Cosa fare:
1. Trascrivi parola per parola il passo del testo sullo smart working che comincia con "Riflessioni sullo Smart" e termina con "lavorare da remoto.".
2. Prosegui il testo sullo smart working a partire dopo la sua ultima frase.

Testo della pagina:
◆ ◆ ◆ ◆ ◆ ◆ ◆
Riflessioni sullo Smart Working

La definizione di smart working, contenuta nella Legge n. 81/2017, pone l’accento sulla flessibilità organizzativa, sull’accordo tra le parti e sull’utilizzo di strumentazioni che consentano di lavorare da remoto.

Si aprono quindi una serie di fattispecie su cui definire l’accordo.

Il diritto di disconnessione; il riconoscimento della traslazione dei costi per i consumi, da aziendale a personale; il monitoraggio sulla salute sul lavoro; il diritto-dovere alla formazione; la parità di trattamento economico e normativo rispetto alla modalità in presenza; la previsione di azioni di contrasto ai possibili disagi da isolamento e alienazione (anche per il telelavoro, ancora inattuati).

Sono solo alcuni dei temi su cui fissare nuove regole e ambiti applicativi cui non può rispondersi con il mero invito alla ripresa dell’attività lavorativa in presenza “come nulla fosse”.

È questa l’occasione di velocizzare i processi, di rafforzare la collaborazione e interazione reciproca tra colleghi e tra settori diversi, di accelerare la dematerializzazione documentale, la riconversione verso l’indirizzo tecnologico di residue consuetudini in presenza, di valutare e definire la prestazione lavorativa su criteri di obiettivi, non sul presenzialismo, e dare finalmente attuazione alla L. 81/2017.
◆ ◆ ◆ ◆ ◆ ◆ ◆
Dati forniti:
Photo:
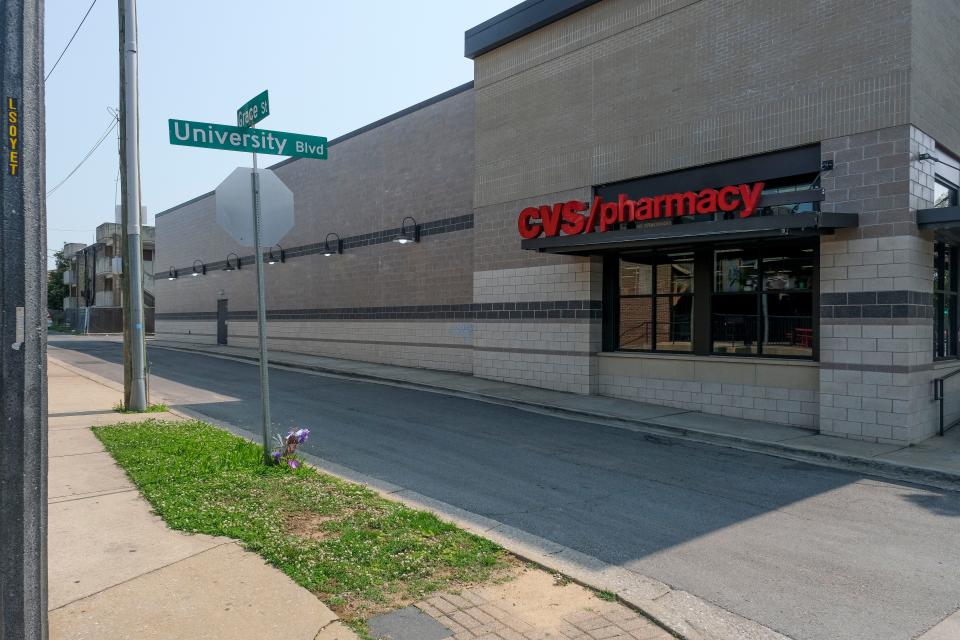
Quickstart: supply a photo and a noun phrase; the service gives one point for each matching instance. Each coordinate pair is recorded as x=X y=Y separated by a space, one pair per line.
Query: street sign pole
x=265 y=425
x=23 y=336
x=230 y=201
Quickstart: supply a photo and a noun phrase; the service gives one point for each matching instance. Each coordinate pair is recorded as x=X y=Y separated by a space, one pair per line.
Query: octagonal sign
x=234 y=202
◆ ◆ ◆ ◆ ◆ ◆ ◆
Risposte:
1.
Riflessioni sullo Smart Working

La definizione di smart working, contenuta nella Legge n. 81/2017, pone l’accento sulla flessibilità organizzativa, sull’accordo tra le parti e sull’utilizzo di strumentazioni che consentano di lavorare da remoto.

2.
Accanto a questi temi generali, ci sono, poi, delle specificità che attengono una analisi di genere.

La severa crisi mondiale, che ha paralizzato l’attività di intere nazioni, e che, d’improvviso, ci ha segregate nelle nostre abitazioni, ha manifestato, nella sua devastante tragicità, l’evidente sperequazione di genere ancora esistente.

Chiamate a rispondere dell’impegno professionale tra le mura domestiche, le lavoratrici hanno dovuto riadattare ritmi ed equilibri familiari senza poter contare su strutture di sostegno. L’attività didattica a distanza, cui i nostri studenti e studentesse non erano consueti; l’esigenza di pulizie accurate per il rischio infettivo, senza poter ricorrere ad aiuto esterno; la necessità di preservare la salute dei nostri anziani, che ha privato intere famiglie del supporto, spesso fondamentale dei nonni; l’alta allerta richiesta negli spostamenti fuori casa, che ha aumentato di difficoltà anche banali operazioni, quali fare la spesa o recarsi in farmacia; l’attività di cura, di rassicurazione, delle proprie e altrui ansie, e la gestione dell’economia domestica, nelle sue varie declinazioni, ha gravato principalmente sulle Donne. Per non pensare alle famiglie monogenitoriali, in cui l’affido è generalmente presso il domicilio materno, o ai casi di violenza domestica, aggravati dalla coatta coabitazione di vittima e carnefice, senza appello e vie di fuga.

La quarantena ha sicuramente squilibrato il peso dell’organizzazione del work life balance.

Le Donne, ancora una volta hanno pagato il prezzo più alto.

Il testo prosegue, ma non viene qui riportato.